Return every line below that contains the word "yellow". Case counts.

**Records for processing:**

--- --- ---

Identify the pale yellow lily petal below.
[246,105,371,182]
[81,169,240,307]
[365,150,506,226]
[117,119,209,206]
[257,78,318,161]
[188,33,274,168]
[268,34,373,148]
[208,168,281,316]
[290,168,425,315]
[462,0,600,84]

--- --- ---

**Result below:**
Identify the pale yellow lily petal below.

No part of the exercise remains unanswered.